» WHAT IS BEING ASKED
Using the annotations below, explain why modern poultry is described as risky while a turkey roasted in Sam's time would have been safe if cooked through.

13 Annotations

First Reading

Grahamt  •  Link

A large bird like a turkey would have been roasted, probably on a spit over a fire. As long as cooked all through, any surface bacteria would have been killed by the heat. Modern poultry is dodgy because intensive rearing methods mean that salmonella gets into the muscle of the living bird, so can survive if the bird is not thoroughly cooked. Sam's turkeys would have been free range.
However, meat served with dirty hands would have been a danger. I think it is fair to assume that (adult) people's immune systems back then would have coped better with a certain amount of infected food than ours would, after all many people survived smallpox without vaccinations. It is likely though that child mortality rates were high because an immature immune system could not cope with the daily bombardment of air, water and food borne pathogens.

David Quidnunc  •  Link


From the 4 Feb 1659/60 page:

luigi on Thu 6 Feb 2003, 1:34 am
Turkeys are native to the Americas and were domesticated by the Aztecs in Mexico. They were taken to Spain in 1500, and introduced from there to England in 1524. Barnaby George wrote one of the first books on Livestock (Four Books on Husbandry) in 1578 where he remarks that

David Quidnunc  •  Link


Jane Birch refuses to kill a Turkey on 4 February 1659/60.

Headless turkeys and chickens can run around after the beheading and live for quite a while, depending on how the head is chopped off. A portion of the brain that controls breathing and other body functions sometimes remains after the rest of the bird's head is chopped off. In one famous case early in the 20th century, the chicken "Mike" lived for years and was put on exhibit, according to a web page that Todd Bernhardt linked to in a note on the 4 Feb 1659/60 page (alas, that website has since become defunct).

More from the 4 February 1659/60 page:

Pauline on Thu 6 Feb 2003, 6:10 pm
You know, Mrs. Pepys may have killed those chickens by wringing their necks. Any takers?

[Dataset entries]
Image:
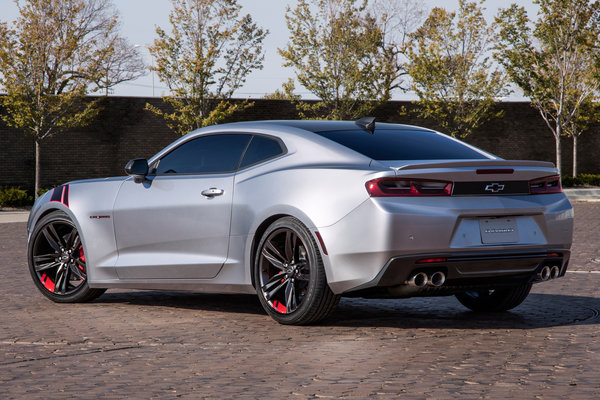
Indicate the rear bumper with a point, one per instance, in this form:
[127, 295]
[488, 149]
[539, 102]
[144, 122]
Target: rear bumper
[465, 271]
[378, 243]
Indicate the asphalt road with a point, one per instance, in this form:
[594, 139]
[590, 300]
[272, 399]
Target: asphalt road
[146, 344]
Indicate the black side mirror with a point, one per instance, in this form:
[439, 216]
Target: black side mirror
[138, 168]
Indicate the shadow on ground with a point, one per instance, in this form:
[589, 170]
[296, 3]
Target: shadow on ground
[538, 311]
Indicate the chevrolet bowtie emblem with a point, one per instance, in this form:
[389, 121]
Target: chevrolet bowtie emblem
[494, 188]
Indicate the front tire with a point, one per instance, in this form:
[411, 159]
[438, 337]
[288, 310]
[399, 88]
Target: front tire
[495, 300]
[57, 262]
[289, 275]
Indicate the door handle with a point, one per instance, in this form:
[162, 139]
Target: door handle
[212, 192]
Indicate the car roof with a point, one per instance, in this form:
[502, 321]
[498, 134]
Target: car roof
[326, 125]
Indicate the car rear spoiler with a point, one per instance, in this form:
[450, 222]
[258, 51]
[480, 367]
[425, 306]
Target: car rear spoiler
[395, 165]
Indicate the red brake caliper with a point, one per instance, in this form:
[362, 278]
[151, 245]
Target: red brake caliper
[48, 284]
[81, 257]
[279, 307]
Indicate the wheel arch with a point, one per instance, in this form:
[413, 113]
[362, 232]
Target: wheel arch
[266, 222]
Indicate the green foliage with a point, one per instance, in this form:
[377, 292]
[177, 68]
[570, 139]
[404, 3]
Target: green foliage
[337, 51]
[205, 58]
[14, 197]
[555, 61]
[581, 180]
[451, 73]
[55, 53]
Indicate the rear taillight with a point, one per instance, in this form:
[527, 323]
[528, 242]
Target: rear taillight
[392, 187]
[549, 184]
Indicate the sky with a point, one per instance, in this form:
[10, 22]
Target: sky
[139, 19]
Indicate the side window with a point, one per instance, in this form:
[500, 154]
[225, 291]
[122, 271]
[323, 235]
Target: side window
[261, 148]
[206, 154]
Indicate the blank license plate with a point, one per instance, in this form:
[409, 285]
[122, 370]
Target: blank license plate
[498, 230]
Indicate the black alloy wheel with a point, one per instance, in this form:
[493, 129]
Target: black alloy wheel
[289, 275]
[57, 260]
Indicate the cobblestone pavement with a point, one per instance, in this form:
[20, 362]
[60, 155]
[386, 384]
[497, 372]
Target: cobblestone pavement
[145, 344]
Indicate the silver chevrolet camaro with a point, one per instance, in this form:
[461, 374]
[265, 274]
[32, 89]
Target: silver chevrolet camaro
[304, 212]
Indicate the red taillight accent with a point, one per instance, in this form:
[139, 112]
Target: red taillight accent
[431, 260]
[321, 242]
[490, 171]
[393, 187]
[549, 184]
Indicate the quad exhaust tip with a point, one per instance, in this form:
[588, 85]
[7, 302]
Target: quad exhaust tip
[549, 273]
[437, 278]
[421, 279]
[544, 274]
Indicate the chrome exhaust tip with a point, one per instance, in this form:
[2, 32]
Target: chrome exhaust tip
[544, 274]
[437, 278]
[419, 279]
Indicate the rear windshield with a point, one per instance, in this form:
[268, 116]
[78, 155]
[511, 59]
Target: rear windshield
[403, 145]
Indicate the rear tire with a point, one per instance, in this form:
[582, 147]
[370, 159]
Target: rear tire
[57, 262]
[495, 300]
[289, 275]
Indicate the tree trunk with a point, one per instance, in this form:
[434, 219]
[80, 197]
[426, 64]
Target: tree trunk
[37, 169]
[574, 156]
[558, 163]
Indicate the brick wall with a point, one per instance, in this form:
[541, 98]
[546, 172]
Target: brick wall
[124, 130]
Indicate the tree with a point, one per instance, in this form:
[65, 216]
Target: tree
[397, 21]
[207, 56]
[449, 63]
[55, 53]
[555, 62]
[339, 52]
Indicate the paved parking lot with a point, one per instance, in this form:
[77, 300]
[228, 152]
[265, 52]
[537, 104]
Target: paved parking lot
[144, 344]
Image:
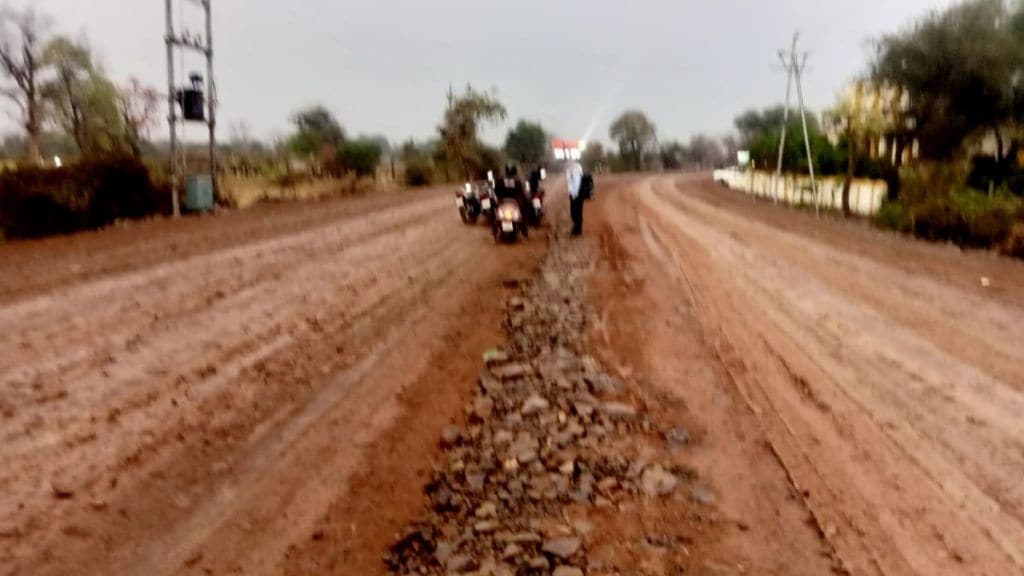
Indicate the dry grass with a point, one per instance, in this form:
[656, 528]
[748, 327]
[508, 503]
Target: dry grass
[245, 192]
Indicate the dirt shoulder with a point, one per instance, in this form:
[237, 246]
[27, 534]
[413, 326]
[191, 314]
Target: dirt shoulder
[876, 371]
[200, 415]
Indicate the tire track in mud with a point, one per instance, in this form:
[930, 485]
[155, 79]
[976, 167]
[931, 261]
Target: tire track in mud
[241, 420]
[858, 532]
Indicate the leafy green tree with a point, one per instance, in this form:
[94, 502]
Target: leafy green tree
[674, 155]
[860, 122]
[636, 135]
[316, 132]
[960, 70]
[595, 158]
[82, 101]
[460, 128]
[526, 144]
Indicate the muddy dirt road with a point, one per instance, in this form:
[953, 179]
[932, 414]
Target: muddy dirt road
[192, 397]
[859, 397]
[263, 393]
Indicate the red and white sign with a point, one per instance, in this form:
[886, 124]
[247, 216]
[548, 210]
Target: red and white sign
[567, 150]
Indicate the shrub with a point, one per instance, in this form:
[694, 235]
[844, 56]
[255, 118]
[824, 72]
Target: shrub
[893, 215]
[359, 157]
[1014, 246]
[419, 172]
[37, 202]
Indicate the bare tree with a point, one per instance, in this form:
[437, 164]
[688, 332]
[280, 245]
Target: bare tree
[22, 39]
[139, 106]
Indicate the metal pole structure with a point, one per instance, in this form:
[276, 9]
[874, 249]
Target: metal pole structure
[172, 110]
[785, 116]
[212, 98]
[807, 139]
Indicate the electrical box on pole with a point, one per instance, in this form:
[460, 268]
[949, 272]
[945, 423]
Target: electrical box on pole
[196, 104]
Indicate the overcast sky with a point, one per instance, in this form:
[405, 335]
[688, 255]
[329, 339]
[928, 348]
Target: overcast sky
[383, 66]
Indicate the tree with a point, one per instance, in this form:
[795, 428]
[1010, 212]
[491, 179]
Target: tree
[761, 130]
[316, 132]
[594, 158]
[705, 152]
[674, 155]
[526, 144]
[636, 136]
[460, 129]
[22, 38]
[860, 121]
[81, 100]
[139, 106]
[960, 70]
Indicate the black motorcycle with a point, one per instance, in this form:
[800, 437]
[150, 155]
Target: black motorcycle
[488, 200]
[536, 197]
[468, 202]
[509, 221]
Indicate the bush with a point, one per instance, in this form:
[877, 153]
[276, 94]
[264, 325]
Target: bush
[419, 172]
[359, 157]
[1014, 246]
[893, 215]
[37, 202]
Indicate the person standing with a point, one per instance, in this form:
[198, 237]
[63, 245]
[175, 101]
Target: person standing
[573, 178]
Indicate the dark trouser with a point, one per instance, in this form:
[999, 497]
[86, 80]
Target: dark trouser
[576, 208]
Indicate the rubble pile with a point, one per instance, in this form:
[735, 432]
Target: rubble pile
[548, 428]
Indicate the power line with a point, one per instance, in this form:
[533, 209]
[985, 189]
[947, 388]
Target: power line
[795, 64]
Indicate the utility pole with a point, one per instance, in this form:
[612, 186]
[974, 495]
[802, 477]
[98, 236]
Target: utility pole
[212, 96]
[172, 105]
[795, 64]
[186, 41]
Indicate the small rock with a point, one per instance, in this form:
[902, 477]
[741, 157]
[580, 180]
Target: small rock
[656, 482]
[483, 407]
[485, 526]
[561, 547]
[451, 436]
[511, 371]
[678, 438]
[617, 410]
[486, 509]
[459, 563]
[534, 405]
[495, 356]
[61, 489]
[518, 538]
[702, 495]
[511, 551]
[538, 563]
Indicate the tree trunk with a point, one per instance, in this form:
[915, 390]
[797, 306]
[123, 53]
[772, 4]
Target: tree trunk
[851, 166]
[998, 146]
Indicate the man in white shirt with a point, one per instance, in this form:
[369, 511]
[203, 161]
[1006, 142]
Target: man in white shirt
[573, 177]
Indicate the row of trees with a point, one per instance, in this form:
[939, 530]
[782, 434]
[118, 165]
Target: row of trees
[54, 83]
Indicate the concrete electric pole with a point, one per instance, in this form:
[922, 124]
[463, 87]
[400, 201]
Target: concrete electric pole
[177, 96]
[795, 65]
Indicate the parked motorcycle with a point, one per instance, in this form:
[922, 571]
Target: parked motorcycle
[468, 202]
[488, 200]
[509, 221]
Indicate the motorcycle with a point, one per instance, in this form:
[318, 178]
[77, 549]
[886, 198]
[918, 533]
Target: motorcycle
[488, 200]
[536, 198]
[509, 222]
[469, 204]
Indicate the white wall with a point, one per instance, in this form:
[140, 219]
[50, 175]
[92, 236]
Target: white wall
[865, 196]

» PROBLEM SOLUTION
Roasting a turkey all the way through would have killed any bacteria on its surface, and Sam's turkeys would have been free range. Modern poultry is considered risky because intensive rearing lets salmonella get into the muscle of the living bird. That salmonella can survive if the bird is not thoroughly cooked.